### Text
— begin —

DCIM solutions can assist you in creating information from data and provide information and process optimization. Most of the DCIM solutions depend on built-in knowledge on how datacenters work and operate, to facilitate this and optimize processes.

DCIM is only one of the applications used to support and optimize our datacenter processes. To support the full stack of processes we need a whole range of applications and tools. These applications can be everything from Planning to Asset Management to Customer Relationship Management (CRM) to SCADA/BMS tools.

Most of us already have some type of SCADA or BMS system running in our datacenter to control and monitor our facility infrastructure. This SCADA or BMS system will handle typical facility protocols like Modbus, BACnet or LonWorks. The programming logic used in most SCADA/BMS systems is not something found in typical DCIM solutions.

With the growing amount of sensors and their data, the SCADA/BMS system must be able to handle hundreds of measurements per minute. It must store, analyze and be able to react-on the provided data to control things like remote valves and pumps. This functionality is also typically not found in DCIM solutions. (So SCADA/BMS does not equal (!=) DCIM.)

Anyone running a production datacenter will already have a collection of applications to support their datacenter processes. You may have a ticketing system, a CRM application, MS Office application, etc.. Some times DCIM is perceived as the only tool you need to manage your datacenter but it will definitely not replace all your current tools and applications.


Now that you have indentified your data, processes and current applications it’s time to focus on what you need DCIM for anyway; define your functional requirements.

One way of assisting you in this definition is creating your own datacenter facility information model.

IT architects are trained in creating information models, so if you have any walking around ask them to assist you.

Example of a model would be the one that the 451 Group created for their DCIM analysis. This is featured in the DCK Guide to Data Center Infrastructure Management (DCIM) (The model doesn’t cover the full scope for every organization, but it helps me to explain what I mean in this blog…)


The model displays functionality fields what would typically exist when operating a datacenter.

You can use a model like this to identify what functionality you currently don’t have (from a process and application perspective) and what can be optimized.

It also enables you to plot your current tools on the model and indentify gaps and overlap. In this example I have plotted one of my SCADA/BMS systems on the (slightly modified) model:


I have also plotted the DCIM need for that project:


Using models like this will give you a sense of what you actually expect from a DCIM solution and assist in creating your functional requirements for DCIM tool selection (RFP/RFI).

Integration is key

Modern day IT information management consists of collections of applications and datastores, connected for optimal information exchange. IT information and business architects have already tried the ‘one application to rule them all’ approach before and failed. Because creating information islands also doesn’t work, we need to enable applications and information stores to talk to each other.

You may have some customer information about the usage of datacenter racks in a CRM system like Salesforce. You may already have some asset information of your CRAC’s in a asset management system or maybe an procurement system. This is all interesting and relevant information for your ‘datacenter view on the world’. Connecting all the systems and datastores could get really ugly, time consuming and error-prone:


IT architects have already struggled with this some time ago when integrating general business applications. This has started things like Service-oriented architecture (SOA) , enterprise service bus (ESB) and application programming interface (API). All fancy words (and IT loves their 3 letter acronyms) for IT architectural models, to be enable applications to talk to each other.

— end —

### Items
— begin —

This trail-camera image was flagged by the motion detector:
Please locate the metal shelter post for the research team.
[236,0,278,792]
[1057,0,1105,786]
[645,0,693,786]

— end —

### Set problem 1
Sum up the text on DCIM in two sentences.
### Set problem 2
Copy the stretch of the text on DCIM from "One way of assisting" through "can be optimized.".
### Set problem 3
Carry on the text on DCIM from the point where it stops.
None of the lines are needed here.

### Exercise response 1
DCIM is only one of the many applications that support datacenter processes: it differs from SCADA/BMS systems and will not replace the tools already in use. The text suggests defining functional requirements for DCIM with a datacenter facility information model, and it stresses that applications and datastores must be connected so they can exchange information.

### Exercise response 2
One way of assisting you in this definition is creating your own datacenter facility information model.

IT architects are trained in creating information models, so if you have any walking around ask them to assist you.

Example of a model would be the one that the 451 Group created for their DCIM analysis. This is featured in the DCK Guide to Data Center Infrastructure Management (DCIM) (The model doesn’t cover the full scope for every organization, but it helps me to explain what I mean in this blog…)


The model displays functionality fields what would typically exist when operating a datacenter.

You can use a model like this to identify what functionality you currently don’t have (from a process and application perspective) and what can be optimized.

### Exercise response 3
The DCIM solution you select, needs to be able to integrate in to your current world of IT applications and datastores.

When looking at integration, you need to decide what information is authoritative and how the information will flow. Example: you may have an asset management system containing unique asset names and numbers for your large datacenter assets like pumps, CRACs and PDUs. You would want this information to be pushed out to the DCIM solution but changes in the asset names should only be possible in the asset management system. Your asset management system would then be considered authoritative for those information fields and information will only be pushed from the asset system to DCIM and not vice versa (flow).

Integration also means you don’t have to pull all the data from every available data source in to your DCIM solution. Select only the information and data that would really add value to your DCIM usage. Also be aware that integration is not the only way to aggregate data. Reporting tools (sometimes part of the DCIM solution) can collect data from multiple datasources and combine them in one nice report, without the need to duplicate information by pulling a copy in to the DCIM database.

The 451group model does an excellent job of displaying this need for integration showing the “integration and reporting” layer across all layers.

Using your own information model you can also plot integration and data sources.


Integration within the full datacenter stack (from facilities to IT)  is also key for the future of datacenter efficiency like I mentioned in my “Where is the open datacenter facility API ?” blog.

So, to summarize:

  • Look at what data you currently have, where it is stored and how that data flows across your infrastructure.
  • Look at the information and functionality you need by analyzing your datacenter processes. Indentify information gaps and translate them to functional requirements.
  • Look at the current tools and applications ; what applications to replace with DCIM and what applications to integrate with DCIM. What are the integration requirements and what information source is authoritative ?
  • Create your own datacenter facility information model. Position all your current applications on the model. (If you have in-house IT (information) architects; have them assist you…)

Preparing your DCIM tool selection this way will save you from headaches and disappointment after the implementation.

In my next blog we will jump to the implementation phase of DCIM.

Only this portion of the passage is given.